**Data in this exercise:**
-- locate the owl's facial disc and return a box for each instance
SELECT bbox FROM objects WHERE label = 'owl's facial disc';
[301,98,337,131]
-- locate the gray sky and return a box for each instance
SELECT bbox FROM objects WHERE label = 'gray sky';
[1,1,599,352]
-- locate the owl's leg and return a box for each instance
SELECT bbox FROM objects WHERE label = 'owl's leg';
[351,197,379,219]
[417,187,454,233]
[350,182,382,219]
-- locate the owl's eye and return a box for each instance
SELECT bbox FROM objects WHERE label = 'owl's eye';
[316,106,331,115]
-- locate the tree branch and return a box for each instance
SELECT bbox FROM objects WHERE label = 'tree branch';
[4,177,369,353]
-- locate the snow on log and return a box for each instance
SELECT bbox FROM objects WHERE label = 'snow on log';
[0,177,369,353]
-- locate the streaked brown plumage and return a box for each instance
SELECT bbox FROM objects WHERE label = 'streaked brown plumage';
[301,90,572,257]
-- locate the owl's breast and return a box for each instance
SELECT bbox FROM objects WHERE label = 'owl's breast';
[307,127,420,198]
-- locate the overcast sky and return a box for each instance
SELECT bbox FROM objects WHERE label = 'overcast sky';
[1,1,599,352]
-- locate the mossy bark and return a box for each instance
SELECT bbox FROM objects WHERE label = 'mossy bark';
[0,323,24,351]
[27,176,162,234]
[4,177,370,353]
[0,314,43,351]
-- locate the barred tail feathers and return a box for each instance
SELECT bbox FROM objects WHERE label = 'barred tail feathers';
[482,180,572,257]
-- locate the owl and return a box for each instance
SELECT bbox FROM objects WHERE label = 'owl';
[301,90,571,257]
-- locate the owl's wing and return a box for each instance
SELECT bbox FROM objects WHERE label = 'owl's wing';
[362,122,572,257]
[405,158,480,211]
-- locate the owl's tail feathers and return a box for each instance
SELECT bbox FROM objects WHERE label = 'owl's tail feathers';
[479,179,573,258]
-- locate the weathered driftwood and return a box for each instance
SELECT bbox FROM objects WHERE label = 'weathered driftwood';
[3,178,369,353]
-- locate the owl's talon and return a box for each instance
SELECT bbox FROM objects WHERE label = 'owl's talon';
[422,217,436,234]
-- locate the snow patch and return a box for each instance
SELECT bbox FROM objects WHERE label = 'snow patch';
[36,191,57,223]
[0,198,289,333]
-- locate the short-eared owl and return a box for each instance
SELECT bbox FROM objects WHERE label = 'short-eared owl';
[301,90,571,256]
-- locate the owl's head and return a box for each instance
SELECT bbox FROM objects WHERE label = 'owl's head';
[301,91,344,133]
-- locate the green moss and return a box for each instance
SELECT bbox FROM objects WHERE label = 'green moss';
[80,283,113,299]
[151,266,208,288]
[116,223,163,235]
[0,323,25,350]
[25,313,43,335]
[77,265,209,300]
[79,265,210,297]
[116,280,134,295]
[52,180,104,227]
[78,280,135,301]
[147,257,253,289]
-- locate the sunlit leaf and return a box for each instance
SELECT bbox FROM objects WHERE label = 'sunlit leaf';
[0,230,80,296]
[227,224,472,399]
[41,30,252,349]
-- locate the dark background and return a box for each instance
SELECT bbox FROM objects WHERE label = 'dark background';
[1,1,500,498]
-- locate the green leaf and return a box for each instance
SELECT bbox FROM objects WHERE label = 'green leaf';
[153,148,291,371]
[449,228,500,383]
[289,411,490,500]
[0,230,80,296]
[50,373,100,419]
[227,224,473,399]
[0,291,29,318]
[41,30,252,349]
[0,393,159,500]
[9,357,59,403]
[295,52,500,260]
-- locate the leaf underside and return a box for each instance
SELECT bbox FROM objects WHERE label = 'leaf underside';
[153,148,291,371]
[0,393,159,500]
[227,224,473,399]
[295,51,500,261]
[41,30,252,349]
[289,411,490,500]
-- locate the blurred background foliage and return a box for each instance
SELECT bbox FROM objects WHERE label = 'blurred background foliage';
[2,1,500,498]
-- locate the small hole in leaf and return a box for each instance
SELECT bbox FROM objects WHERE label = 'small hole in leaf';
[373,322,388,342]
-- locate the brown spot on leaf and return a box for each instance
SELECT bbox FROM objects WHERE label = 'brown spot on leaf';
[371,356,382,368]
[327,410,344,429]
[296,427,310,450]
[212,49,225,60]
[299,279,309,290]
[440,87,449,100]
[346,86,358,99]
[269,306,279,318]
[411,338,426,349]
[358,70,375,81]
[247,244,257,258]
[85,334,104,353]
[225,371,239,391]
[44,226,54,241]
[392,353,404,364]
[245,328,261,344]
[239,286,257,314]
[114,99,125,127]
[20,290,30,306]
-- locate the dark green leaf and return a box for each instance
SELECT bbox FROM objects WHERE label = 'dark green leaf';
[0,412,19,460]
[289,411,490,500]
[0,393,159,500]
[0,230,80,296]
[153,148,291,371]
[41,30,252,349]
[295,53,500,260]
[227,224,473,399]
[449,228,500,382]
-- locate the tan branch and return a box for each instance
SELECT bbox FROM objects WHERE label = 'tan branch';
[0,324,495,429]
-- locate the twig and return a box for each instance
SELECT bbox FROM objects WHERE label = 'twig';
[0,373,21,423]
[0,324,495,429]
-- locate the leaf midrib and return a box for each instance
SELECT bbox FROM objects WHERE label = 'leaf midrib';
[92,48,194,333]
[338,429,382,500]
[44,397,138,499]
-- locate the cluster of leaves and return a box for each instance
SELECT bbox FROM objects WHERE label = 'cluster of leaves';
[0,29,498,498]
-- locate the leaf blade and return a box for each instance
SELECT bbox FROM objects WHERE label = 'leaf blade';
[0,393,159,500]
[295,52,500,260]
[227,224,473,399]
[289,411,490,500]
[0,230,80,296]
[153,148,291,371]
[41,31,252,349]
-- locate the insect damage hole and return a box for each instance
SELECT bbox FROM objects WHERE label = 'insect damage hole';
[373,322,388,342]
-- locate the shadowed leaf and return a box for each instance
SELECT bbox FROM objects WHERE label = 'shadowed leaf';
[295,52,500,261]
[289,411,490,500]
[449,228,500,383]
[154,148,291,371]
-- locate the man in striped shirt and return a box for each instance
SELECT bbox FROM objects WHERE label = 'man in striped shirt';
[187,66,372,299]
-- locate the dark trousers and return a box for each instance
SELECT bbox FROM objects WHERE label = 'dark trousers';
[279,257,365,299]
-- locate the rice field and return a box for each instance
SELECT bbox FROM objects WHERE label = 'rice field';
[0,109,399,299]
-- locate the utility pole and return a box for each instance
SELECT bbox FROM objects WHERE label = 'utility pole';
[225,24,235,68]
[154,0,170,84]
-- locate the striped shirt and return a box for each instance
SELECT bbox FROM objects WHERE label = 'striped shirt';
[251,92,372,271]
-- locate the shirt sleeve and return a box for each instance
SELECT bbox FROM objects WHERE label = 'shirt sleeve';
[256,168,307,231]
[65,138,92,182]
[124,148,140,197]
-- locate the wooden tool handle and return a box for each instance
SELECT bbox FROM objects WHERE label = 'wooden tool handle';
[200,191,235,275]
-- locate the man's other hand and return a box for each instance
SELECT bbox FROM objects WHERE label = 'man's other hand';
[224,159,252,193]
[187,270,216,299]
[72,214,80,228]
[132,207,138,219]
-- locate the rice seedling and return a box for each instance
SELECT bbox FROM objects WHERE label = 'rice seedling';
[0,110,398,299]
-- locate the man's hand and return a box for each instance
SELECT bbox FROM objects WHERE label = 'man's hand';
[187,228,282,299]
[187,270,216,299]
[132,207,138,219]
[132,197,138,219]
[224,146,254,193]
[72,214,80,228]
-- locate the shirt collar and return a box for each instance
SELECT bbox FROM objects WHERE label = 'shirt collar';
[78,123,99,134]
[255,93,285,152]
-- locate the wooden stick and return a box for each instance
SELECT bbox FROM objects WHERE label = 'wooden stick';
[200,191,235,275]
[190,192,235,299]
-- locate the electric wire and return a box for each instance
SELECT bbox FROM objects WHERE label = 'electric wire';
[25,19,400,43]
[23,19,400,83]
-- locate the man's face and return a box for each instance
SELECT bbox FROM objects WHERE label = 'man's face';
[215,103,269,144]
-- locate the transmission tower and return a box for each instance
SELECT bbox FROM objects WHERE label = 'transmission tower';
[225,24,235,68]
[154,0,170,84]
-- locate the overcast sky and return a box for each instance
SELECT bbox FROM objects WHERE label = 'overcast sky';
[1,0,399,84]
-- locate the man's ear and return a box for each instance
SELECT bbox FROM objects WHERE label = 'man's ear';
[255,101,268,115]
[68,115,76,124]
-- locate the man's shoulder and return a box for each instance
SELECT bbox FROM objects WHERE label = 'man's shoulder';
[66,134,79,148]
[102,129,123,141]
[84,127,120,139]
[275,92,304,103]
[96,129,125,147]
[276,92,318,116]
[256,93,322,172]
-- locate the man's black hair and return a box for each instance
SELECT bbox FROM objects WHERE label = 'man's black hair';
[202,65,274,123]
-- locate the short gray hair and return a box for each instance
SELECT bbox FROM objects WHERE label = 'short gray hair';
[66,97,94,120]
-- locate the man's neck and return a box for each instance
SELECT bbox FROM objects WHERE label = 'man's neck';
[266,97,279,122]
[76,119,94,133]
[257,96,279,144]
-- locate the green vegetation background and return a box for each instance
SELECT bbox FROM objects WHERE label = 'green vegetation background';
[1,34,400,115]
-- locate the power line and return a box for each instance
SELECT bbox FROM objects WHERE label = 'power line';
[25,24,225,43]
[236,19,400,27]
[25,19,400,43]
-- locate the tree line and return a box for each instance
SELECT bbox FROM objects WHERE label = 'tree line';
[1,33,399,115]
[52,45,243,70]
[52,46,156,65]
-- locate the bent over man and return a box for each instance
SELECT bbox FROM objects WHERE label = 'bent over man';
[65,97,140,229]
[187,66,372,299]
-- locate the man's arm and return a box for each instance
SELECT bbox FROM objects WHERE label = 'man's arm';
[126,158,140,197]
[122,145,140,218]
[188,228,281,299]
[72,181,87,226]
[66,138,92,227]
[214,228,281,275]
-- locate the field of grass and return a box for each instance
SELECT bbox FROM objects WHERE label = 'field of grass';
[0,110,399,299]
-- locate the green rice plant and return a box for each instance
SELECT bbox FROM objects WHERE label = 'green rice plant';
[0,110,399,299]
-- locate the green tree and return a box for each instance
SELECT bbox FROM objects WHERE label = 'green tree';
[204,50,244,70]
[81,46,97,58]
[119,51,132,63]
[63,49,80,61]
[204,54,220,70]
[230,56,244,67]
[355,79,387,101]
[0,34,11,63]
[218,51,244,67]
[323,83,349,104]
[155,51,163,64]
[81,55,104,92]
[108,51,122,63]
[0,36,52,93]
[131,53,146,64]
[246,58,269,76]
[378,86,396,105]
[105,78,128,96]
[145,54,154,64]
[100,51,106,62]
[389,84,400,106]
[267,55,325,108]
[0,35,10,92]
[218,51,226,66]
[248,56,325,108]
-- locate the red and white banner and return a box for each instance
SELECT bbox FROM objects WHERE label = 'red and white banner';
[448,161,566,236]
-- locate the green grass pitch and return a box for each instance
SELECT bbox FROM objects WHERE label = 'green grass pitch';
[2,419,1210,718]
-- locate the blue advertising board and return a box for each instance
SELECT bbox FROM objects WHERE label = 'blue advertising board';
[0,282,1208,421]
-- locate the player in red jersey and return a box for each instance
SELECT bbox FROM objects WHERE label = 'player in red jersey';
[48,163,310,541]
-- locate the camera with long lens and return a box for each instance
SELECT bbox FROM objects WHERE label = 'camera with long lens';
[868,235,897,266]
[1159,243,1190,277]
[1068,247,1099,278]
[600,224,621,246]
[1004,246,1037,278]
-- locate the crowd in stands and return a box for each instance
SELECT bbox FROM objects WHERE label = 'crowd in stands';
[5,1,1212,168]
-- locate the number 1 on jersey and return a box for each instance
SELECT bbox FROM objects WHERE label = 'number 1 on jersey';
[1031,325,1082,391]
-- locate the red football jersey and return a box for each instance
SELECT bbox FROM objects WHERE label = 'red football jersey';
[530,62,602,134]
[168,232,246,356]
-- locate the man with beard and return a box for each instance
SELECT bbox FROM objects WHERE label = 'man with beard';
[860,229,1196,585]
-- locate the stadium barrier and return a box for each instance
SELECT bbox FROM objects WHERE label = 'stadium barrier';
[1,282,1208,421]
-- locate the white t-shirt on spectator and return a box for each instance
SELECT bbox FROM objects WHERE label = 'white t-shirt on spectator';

**Exercise details:** Look above for the line containing "SELECT bbox FROM objects WHERE label = 'mossy" and the line containing "-- locate the barred". Transcribe both, with the lines between them, exactly.

**Problem solution:**
SELECT bbox FROM objects WHERE label = 'mossy bark';
[0,323,24,351]
[27,176,162,234]
[4,177,370,353]
[0,314,43,351]
-- locate the barred tail feathers and return a box for each instance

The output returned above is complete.